The data below needs to be returned exactly, line for line.
* Start ENTRIES SHOWN *
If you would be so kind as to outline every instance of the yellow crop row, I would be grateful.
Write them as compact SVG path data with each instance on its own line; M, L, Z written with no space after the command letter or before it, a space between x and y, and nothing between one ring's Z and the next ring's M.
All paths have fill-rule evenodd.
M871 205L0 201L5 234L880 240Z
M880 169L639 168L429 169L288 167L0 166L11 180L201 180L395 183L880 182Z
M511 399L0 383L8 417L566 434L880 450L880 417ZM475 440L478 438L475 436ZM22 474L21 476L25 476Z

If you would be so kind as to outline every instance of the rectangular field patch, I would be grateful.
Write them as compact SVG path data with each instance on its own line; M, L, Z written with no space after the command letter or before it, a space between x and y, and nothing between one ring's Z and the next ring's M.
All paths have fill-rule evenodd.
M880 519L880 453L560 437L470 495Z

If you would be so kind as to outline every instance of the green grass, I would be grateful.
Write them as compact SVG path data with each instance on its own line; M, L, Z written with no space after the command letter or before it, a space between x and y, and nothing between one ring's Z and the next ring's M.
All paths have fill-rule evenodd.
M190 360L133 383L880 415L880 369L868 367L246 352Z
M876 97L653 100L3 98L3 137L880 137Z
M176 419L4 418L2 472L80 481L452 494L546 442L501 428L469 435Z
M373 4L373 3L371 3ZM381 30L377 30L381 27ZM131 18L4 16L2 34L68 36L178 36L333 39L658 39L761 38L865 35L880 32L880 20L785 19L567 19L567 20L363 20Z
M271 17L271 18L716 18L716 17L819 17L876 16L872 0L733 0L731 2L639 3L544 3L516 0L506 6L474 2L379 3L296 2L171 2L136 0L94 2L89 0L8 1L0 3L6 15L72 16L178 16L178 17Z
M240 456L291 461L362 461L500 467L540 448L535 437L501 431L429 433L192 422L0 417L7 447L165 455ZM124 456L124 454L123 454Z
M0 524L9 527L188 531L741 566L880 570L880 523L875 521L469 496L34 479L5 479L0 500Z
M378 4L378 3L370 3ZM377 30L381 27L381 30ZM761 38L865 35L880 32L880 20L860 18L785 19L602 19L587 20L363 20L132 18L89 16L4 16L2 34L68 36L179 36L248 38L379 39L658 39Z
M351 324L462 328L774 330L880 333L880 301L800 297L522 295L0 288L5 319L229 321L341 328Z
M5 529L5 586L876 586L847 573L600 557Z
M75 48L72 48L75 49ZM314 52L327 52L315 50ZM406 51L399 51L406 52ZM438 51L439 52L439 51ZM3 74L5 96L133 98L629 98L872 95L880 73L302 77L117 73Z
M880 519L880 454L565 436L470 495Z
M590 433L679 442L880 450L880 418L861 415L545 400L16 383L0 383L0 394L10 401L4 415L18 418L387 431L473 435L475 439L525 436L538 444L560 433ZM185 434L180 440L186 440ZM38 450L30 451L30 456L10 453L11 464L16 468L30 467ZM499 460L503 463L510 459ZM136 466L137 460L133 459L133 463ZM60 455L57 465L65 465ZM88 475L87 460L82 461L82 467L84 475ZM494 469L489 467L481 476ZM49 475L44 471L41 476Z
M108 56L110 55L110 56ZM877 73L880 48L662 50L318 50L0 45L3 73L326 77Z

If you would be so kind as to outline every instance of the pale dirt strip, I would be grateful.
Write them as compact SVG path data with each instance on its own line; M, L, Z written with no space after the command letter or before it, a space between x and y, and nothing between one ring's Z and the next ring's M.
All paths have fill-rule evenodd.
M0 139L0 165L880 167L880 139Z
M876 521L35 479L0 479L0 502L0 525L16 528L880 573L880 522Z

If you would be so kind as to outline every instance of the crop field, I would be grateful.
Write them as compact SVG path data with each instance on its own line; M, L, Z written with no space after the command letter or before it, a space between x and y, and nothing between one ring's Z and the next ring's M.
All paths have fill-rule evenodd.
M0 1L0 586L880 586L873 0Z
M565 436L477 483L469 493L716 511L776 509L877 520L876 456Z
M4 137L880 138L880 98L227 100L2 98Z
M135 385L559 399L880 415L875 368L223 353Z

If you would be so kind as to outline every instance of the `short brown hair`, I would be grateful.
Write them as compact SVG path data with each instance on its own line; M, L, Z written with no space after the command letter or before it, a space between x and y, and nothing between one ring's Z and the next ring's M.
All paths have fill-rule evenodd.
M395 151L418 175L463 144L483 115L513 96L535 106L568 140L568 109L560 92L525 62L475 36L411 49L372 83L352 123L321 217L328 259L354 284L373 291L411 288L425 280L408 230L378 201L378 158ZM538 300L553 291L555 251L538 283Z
* End ENTRIES SHOWN *
**TASK SOLUTION:**
If you would be so kind as to outline every instance of the yellow crop row, I would be grateful.
Write them as compact SVG path data with each instance on its own line; M, L, Z written with no space after the command letter or before it, a space between x and y, and nothing between one ring's Z and the next ring's M.
All paths have fill-rule evenodd.
M871 205L0 201L5 234L880 240Z
M880 169L639 168L429 169L288 167L0 166L11 180L201 180L395 183L880 182Z
M511 399L0 383L8 417L566 434L880 450L880 417ZM475 440L478 438L475 436ZM22 474L21 476L25 476Z

If you would be so kind as to outline every instance of the rectangular field patch, I would be grateful.
Write them as compact SVG path data with each instance on its own line; M, L, Z written with no space after the command letter or before it, a space between x and y, and nothing between one ring's Z and the next ring's M.
All paths have fill-rule evenodd.
M880 519L880 453L560 437L470 495Z

If you would be so kind as to outline every instance of the green grass, I would be grateful.
Write them as compact SVG path data with each instance on its own line; M, L, Z written with no space after the command letter or before it, a space between x and y, and nothing between one ring's Z and the next ring's M.
All paths have fill-rule evenodd.
M190 360L133 383L880 415L880 369L868 367L246 352Z
M876 97L653 100L3 98L3 137L880 137Z
M176 419L4 418L2 472L80 481L452 494L546 442L501 428L469 435Z
M373 4L373 3L371 3ZM381 30L377 30L381 27ZM131 18L4 16L2 34L68 36L178 36L333 39L658 39L761 38L865 35L880 32L880 20L785 19L567 19L567 20L363 20Z
M271 17L271 18L716 18L716 17L819 17L876 16L872 0L733 0L731 2L639 3L544 3L516 0L506 6L474 2L379 3L296 2L171 2L136 0L94 2L89 0L8 1L0 3L6 15L72 16L178 16L178 17Z
M240 456L291 461L362 461L500 467L540 448L535 437L501 431L429 433L192 422L0 417L7 447L165 455ZM124 456L124 454L123 454Z
M0 524L9 527L188 531L741 566L880 570L880 523L875 521L469 496L34 479L5 479L0 500Z
M378 4L378 3L370 3ZM377 30L381 27L381 30ZM761 38L865 35L880 32L880 20L860 18L785 19L602 19L587 20L363 20L132 18L89 16L4 16L2 34L68 36L179 36L248 38L379 39L658 39Z
M351 324L462 328L774 330L880 333L880 301L800 297L522 295L0 288L5 319L229 321L341 328Z
M5 529L5 586L876 586L847 573L600 557Z
M75 48L72 48L75 49ZM314 52L327 52L315 50ZM406 51L399 51L406 52ZM438 51L439 52L439 51ZM3 74L5 96L133 98L629 98L872 95L880 73L302 77L117 73Z
M880 519L880 454L565 436L470 495Z
M590 433L679 442L880 450L880 418L861 415L545 400L16 383L0 383L0 394L10 401L4 415L18 418L387 431L473 435L475 439L525 436L538 444L560 433ZM185 434L180 440L186 440ZM38 450L30 451L30 456L10 453L11 464L16 468L30 467ZM499 460L503 463L510 459ZM136 466L137 460L133 459L133 463ZM60 455L57 465L65 465ZM88 475L87 460L82 461L82 467L84 475ZM494 469L489 467L481 476ZM49 475L44 471L41 476Z
M108 56L110 55L110 56ZM877 73L880 48L662 50L318 50L0 45L3 73L326 77Z

If you would be so kind as to outline every instance of the pale dirt strip, I would be grateful.
Write them as compact SVG path data with each instance on its own line; M, L, Z written with no space after the command letter or before it, a space between x and y, and nothing between one ring's Z and the next ring's M.
All paths have fill-rule evenodd.
M0 139L0 165L880 167L880 139Z
M876 521L35 479L0 479L0 502L0 525L16 528L880 573L880 522Z

If you would be so kind as to outline every instance of the crop field, I would be grateful.
Write them as compact SVG path data with each instance on its own line; M, L, Z written with no space after the command letter or before it, a space between x and y, and nothing between one ring's Z and the next ring's M.
All paths have fill-rule evenodd.
M0 1L0 586L880 586L873 0Z
M565 436L477 483L469 493L716 511L776 509L877 520L876 456Z
M4 137L880 138L880 98L227 100L2 98Z
M135 385L559 399L880 415L875 368L223 353Z

If you would be so kind as to outline every instance of the `short brown hair`, I would be grateful.
Write them as compact SVG path data with each instance on its own line; M, L, Z written with no space after the command letter or before it, a space between x and y, and nothing between one ring's Z and the next ring's M.
All paths have fill-rule evenodd.
M395 151L418 175L463 144L483 115L513 96L535 106L568 140L568 109L560 92L525 62L475 36L411 49L372 83L352 123L321 217L328 259L354 284L373 291L411 288L425 280L408 230L378 201L378 158ZM538 300L553 291L555 251L538 283Z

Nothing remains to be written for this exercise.